*Aim of the exercise:* The answer should be an exact copy of the data.

*Available data:*

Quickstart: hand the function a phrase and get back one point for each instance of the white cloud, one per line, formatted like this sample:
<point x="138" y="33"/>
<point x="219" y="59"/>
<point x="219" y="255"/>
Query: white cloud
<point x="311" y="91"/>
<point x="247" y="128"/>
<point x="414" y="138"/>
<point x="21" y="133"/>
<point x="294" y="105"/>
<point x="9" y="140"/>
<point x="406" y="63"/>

*Your response:*
Quickstart: hand the function a phrase and get back one point for each instance of the white cloud, one per line, formatted like this sample:
<point x="138" y="33"/>
<point x="219" y="59"/>
<point x="219" y="255"/>
Query: white cloud
<point x="311" y="91"/>
<point x="247" y="128"/>
<point x="414" y="138"/>
<point x="21" y="133"/>
<point x="294" y="105"/>
<point x="9" y="140"/>
<point x="406" y="63"/>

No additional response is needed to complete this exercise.